WHAT YOU HAVE TO DO >>
In the rows below, take the stretch from the start through the line containing "negative clicks: (268, 42)" and write it out again with "clicks" changed to "taps" and everything else left as it is.
═════ SUPPLIED INFORMATION
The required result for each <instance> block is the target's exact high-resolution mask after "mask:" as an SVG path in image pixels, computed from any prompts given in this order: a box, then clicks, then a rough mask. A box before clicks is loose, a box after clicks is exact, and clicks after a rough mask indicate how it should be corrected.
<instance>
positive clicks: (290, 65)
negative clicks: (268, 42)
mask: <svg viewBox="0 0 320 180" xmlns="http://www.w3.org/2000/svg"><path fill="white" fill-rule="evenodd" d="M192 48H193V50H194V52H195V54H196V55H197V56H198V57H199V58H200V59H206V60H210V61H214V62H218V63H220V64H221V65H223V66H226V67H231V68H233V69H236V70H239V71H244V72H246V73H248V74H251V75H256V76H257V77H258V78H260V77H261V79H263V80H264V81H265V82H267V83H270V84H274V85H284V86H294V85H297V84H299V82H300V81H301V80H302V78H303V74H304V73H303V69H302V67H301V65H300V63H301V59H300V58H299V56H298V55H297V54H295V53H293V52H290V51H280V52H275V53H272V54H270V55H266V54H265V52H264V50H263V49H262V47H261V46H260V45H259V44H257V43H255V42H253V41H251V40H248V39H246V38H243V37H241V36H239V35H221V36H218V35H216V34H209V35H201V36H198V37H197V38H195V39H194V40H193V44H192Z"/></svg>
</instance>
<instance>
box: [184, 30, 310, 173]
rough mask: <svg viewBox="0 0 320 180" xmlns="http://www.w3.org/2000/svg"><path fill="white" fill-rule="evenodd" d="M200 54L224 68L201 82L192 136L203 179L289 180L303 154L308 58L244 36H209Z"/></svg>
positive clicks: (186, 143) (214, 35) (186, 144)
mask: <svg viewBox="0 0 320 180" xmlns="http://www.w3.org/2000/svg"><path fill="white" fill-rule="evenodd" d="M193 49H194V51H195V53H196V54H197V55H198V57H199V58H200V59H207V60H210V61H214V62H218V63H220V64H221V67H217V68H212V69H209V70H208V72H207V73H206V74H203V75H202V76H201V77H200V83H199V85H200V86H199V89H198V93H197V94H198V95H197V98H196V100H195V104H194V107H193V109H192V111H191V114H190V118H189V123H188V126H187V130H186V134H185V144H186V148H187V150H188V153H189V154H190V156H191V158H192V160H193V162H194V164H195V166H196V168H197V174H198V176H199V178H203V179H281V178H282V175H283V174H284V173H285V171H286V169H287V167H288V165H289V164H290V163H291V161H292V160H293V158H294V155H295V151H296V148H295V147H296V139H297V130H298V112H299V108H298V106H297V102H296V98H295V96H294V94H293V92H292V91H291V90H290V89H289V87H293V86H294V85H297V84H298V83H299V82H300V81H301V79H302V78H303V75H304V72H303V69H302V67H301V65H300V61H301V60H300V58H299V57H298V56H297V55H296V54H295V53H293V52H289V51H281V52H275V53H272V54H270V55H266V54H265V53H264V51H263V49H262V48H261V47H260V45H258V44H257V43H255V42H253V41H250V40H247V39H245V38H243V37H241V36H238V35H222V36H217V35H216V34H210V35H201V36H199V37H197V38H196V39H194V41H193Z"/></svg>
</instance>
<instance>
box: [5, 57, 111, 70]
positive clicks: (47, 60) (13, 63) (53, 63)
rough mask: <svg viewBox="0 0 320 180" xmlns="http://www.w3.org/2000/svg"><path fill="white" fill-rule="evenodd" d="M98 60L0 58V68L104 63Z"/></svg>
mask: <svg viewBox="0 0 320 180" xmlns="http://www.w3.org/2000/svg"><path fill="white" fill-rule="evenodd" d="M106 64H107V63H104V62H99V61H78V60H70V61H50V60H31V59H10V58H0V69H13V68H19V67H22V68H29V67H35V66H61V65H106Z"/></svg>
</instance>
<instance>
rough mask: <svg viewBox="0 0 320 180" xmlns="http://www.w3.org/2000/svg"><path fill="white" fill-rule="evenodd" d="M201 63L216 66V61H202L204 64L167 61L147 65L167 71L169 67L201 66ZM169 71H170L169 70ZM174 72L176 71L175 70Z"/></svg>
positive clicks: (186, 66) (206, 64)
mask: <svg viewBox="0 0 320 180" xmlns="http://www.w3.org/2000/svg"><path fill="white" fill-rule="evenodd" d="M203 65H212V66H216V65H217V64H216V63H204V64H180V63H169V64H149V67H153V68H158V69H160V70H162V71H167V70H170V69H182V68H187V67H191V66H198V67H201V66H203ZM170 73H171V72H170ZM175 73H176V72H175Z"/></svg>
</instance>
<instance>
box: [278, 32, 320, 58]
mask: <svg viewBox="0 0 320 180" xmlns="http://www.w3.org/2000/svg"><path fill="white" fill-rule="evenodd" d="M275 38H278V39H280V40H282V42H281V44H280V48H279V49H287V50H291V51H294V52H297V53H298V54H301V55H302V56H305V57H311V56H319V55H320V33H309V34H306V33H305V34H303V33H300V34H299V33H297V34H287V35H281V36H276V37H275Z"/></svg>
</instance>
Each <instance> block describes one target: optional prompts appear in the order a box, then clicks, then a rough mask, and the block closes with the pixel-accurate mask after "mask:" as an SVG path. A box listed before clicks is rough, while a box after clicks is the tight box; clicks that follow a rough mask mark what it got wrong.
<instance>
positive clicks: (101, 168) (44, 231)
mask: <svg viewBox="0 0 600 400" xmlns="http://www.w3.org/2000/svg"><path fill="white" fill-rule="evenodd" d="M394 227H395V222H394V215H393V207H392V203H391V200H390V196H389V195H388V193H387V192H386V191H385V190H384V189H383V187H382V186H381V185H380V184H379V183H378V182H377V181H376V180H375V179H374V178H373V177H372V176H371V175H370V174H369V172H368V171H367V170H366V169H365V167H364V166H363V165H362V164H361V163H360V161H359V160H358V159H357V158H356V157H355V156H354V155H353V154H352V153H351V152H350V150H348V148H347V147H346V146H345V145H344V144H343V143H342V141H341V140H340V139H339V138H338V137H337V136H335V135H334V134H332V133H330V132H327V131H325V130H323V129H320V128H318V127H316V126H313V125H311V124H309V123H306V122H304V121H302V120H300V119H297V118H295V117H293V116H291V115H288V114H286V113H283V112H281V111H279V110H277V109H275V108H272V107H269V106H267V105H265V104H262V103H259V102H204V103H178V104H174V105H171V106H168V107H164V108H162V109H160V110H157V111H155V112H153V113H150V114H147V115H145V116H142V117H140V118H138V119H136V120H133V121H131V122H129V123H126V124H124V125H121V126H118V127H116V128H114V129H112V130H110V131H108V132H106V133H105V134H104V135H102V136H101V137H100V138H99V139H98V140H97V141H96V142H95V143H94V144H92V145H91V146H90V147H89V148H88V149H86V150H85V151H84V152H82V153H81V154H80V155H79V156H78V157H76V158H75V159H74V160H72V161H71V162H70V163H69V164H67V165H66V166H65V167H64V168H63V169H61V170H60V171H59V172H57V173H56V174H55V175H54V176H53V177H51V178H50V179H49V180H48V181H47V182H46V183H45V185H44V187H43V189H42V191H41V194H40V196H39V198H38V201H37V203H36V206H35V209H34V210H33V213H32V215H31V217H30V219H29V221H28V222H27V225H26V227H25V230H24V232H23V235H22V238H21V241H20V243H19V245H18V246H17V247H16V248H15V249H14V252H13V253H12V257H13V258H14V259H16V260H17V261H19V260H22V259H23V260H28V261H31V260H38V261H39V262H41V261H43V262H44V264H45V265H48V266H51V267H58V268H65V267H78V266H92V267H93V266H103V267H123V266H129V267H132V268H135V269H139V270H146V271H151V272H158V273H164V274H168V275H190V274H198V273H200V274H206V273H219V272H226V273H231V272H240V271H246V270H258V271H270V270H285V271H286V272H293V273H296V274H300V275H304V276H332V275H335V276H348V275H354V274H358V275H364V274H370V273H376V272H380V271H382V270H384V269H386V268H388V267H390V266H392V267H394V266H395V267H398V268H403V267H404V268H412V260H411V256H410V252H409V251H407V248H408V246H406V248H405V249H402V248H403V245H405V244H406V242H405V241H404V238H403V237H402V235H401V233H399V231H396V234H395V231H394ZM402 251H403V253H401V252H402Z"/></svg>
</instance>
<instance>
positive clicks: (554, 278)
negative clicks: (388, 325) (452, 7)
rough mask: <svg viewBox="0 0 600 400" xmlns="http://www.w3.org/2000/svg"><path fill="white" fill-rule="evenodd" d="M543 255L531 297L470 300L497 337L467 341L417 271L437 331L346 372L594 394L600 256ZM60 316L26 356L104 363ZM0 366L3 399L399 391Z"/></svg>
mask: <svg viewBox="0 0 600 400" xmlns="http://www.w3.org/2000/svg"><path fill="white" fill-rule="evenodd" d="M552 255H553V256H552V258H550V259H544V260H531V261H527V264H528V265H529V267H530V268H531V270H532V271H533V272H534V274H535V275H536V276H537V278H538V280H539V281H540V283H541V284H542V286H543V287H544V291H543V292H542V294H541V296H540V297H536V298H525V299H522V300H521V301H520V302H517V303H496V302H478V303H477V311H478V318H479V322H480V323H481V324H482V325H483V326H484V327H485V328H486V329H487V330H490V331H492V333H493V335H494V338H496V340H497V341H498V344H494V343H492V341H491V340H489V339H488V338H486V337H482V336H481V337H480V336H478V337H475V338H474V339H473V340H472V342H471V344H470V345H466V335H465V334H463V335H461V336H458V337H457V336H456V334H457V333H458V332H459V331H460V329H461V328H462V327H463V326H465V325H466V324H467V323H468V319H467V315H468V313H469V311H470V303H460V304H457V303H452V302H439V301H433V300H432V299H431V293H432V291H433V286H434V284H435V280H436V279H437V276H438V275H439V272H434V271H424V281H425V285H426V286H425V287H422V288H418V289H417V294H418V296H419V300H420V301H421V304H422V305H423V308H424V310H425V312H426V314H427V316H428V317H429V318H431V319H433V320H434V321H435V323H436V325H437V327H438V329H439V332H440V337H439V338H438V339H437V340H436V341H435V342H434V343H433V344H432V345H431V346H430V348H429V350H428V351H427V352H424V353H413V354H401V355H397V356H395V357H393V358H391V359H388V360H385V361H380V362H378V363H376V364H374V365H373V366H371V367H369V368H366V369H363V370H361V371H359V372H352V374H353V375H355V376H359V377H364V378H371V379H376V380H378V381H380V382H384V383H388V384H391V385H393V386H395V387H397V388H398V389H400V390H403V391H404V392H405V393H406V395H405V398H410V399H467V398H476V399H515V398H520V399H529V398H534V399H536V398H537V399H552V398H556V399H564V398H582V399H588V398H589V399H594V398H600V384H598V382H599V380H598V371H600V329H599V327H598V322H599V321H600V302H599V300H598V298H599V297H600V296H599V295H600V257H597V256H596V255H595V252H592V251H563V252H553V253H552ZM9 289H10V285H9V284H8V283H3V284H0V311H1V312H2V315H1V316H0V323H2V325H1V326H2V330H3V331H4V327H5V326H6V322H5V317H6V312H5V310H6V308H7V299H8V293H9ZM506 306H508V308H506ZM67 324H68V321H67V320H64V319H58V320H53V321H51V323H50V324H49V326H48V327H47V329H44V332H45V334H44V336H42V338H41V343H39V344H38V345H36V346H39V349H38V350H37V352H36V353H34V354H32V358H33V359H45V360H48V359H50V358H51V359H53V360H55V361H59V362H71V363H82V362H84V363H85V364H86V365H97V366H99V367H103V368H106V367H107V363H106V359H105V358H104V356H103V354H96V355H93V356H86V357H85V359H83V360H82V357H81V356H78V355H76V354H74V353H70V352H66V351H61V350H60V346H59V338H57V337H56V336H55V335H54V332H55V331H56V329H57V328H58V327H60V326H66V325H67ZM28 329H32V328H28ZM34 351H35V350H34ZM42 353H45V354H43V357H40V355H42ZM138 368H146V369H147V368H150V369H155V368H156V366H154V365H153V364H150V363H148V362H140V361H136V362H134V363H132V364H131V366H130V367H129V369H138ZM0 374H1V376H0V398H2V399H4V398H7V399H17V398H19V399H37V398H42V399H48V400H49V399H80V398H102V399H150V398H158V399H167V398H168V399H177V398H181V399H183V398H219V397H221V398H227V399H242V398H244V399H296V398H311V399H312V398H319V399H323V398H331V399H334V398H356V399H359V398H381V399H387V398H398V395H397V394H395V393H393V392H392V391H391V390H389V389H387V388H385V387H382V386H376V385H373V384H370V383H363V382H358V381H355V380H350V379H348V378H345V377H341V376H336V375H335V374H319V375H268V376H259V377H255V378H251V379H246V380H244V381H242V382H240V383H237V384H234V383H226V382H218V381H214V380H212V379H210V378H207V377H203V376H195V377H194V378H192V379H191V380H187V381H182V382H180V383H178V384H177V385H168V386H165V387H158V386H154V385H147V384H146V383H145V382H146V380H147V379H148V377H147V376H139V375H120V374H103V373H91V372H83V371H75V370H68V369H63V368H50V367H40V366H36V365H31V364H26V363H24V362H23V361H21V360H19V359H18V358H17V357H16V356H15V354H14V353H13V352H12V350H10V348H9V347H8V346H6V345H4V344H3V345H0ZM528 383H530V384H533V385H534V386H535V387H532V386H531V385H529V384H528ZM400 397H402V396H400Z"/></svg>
══════════
OUTPUT FOR THIS EXERCISE >>
The required result for each <instance> block is the target's exact high-resolution mask after "mask:" as an SVG path in image pixels, computed from any prompts given in this order: a box, then taps, then a rough mask. A box before taps is loose, a box after taps is exact, and taps after a rough mask indicate how it should be corrected.
<instance>
positive taps: (290, 65)
negative taps: (268, 42)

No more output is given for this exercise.